● **RECORDS SHOWN**
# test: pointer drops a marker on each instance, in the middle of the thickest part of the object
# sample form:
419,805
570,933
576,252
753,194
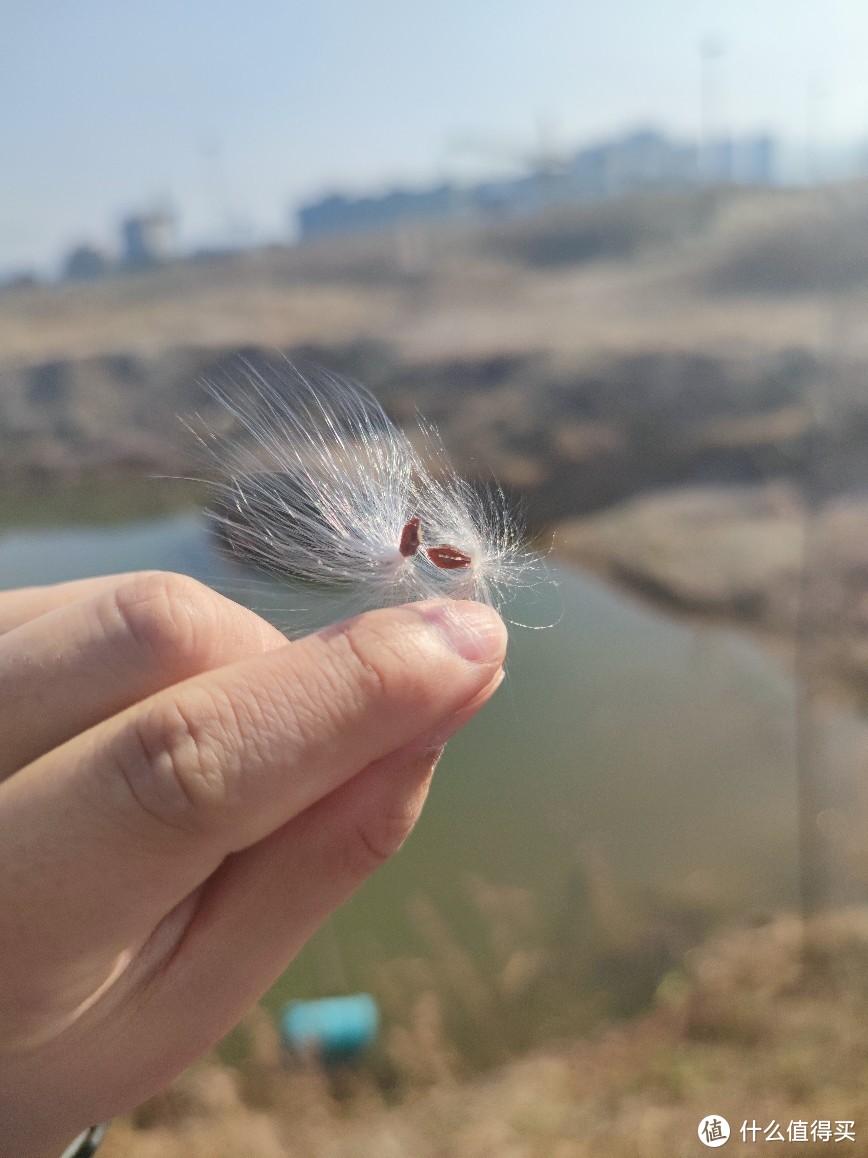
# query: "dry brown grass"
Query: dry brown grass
764,1023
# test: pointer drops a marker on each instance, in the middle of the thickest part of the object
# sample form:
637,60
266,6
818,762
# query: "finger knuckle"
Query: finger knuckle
174,762
381,668
164,615
375,841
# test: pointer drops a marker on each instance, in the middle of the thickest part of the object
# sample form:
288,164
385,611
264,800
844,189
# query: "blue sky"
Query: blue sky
235,111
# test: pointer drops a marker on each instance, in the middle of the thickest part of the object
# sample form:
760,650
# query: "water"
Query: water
663,749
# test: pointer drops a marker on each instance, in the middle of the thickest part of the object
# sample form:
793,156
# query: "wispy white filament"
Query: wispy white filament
316,484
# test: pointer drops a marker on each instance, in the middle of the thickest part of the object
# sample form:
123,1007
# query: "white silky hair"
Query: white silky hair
315,484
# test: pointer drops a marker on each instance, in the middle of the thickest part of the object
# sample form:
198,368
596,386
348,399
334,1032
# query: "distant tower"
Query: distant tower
148,239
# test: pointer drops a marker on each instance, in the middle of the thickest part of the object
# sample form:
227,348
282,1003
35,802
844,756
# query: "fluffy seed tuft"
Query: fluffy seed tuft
316,484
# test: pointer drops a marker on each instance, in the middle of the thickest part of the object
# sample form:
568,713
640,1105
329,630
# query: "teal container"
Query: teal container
335,1028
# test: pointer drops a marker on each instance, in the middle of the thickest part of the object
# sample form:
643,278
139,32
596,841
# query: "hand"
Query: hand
184,796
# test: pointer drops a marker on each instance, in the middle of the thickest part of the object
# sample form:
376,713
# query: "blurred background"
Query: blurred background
619,255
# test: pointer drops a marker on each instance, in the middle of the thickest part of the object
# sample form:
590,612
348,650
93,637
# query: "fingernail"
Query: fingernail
472,630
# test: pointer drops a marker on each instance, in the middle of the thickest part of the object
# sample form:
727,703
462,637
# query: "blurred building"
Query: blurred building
338,214
148,239
644,160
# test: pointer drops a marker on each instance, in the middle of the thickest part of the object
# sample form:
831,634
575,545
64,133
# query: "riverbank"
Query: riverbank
759,556
764,1026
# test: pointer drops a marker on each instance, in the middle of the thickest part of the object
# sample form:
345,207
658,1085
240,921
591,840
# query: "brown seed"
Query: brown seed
449,558
410,539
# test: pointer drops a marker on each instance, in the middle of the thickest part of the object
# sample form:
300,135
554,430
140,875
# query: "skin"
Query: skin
184,797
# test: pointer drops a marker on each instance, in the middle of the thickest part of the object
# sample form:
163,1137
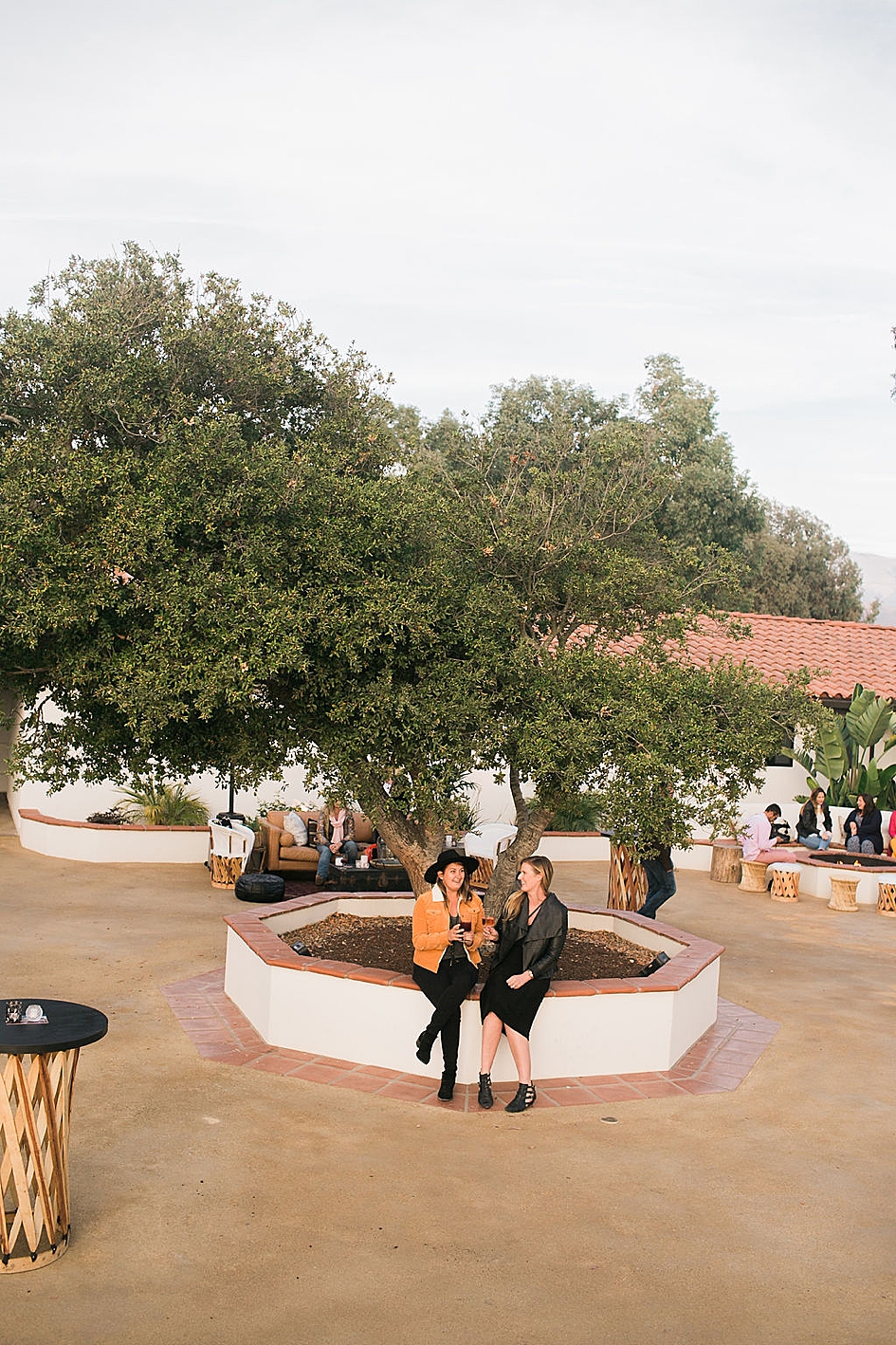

● **YOUR TASK**
Extract every line in the entries above that contains the string "tower".

● **COMPLETED EXERCISE**
# query: "distant tower"
Query: distant tower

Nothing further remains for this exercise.